[Location annotation dataset excerpts]
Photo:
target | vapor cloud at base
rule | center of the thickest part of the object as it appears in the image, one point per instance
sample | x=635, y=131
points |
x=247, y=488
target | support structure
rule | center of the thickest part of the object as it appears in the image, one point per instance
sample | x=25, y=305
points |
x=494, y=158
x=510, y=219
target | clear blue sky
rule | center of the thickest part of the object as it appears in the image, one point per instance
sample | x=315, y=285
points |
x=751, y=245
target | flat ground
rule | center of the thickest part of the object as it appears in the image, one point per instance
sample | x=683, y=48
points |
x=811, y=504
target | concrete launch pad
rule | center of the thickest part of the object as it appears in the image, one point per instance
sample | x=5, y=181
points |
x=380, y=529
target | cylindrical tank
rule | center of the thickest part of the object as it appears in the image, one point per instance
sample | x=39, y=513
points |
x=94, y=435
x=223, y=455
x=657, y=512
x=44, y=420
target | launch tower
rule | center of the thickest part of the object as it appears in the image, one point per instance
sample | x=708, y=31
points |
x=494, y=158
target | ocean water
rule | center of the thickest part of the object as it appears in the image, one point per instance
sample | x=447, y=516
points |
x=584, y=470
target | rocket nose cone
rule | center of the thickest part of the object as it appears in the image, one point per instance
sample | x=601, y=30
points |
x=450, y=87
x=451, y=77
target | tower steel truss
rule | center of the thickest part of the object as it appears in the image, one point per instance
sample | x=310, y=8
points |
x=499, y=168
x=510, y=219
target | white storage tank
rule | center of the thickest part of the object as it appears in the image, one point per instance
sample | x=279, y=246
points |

Brief =>
Copy out every line of the material above, word for word.

Exercise solution =>
Photo:
target | vapor cloud at base
rule | center of the thickest part of the object as it appears in the image, one point per instance
sample | x=635, y=131
points |
x=247, y=488
target | support structure
rule | center of the thickest part of the object as it appears in the image, one point per instance
sample | x=25, y=305
points |
x=494, y=158
x=510, y=219
target | clear blue sky
rule | center of the thickest part of the object as it appears in the image, one point per instance
sample | x=315, y=285
points |
x=751, y=245
target | flat ground
rule | center of the thickest part of the object as it appears in the image, one point per instance
sample | x=683, y=48
points |
x=811, y=504
target | concrete launch pad
rule | center of the thickest part of the object as it appears in the image, one point per instance
sample | x=5, y=181
points |
x=380, y=529
target | cylindrical tank
rule | center of the thickest part of the object as it appears in the image, one point per instance
sample | x=39, y=513
points |
x=94, y=435
x=223, y=455
x=657, y=512
x=44, y=420
target | launch tower
rule | center of the thickest part of the object as it appears in the image, one point per instance
sample | x=708, y=31
points |
x=494, y=158
target | ocean water
rule | center of the thickest part of the object as it appears in the image, one point per instance
sample | x=447, y=516
points |
x=584, y=470
target | rocket nose cone
rule | center of the thickest part of the object as it appears in the image, one point per instance
sample | x=601, y=30
points |
x=450, y=87
x=451, y=77
target | tower steel truss
rule | center of the thickest part of the object as it appears in the image, one point per instance
sample | x=310, y=8
points |
x=499, y=168
x=510, y=219
target | white storage tank
rule | center of the thickest part of the object as it appears in the image, one point per instance
sample | x=279, y=246
points |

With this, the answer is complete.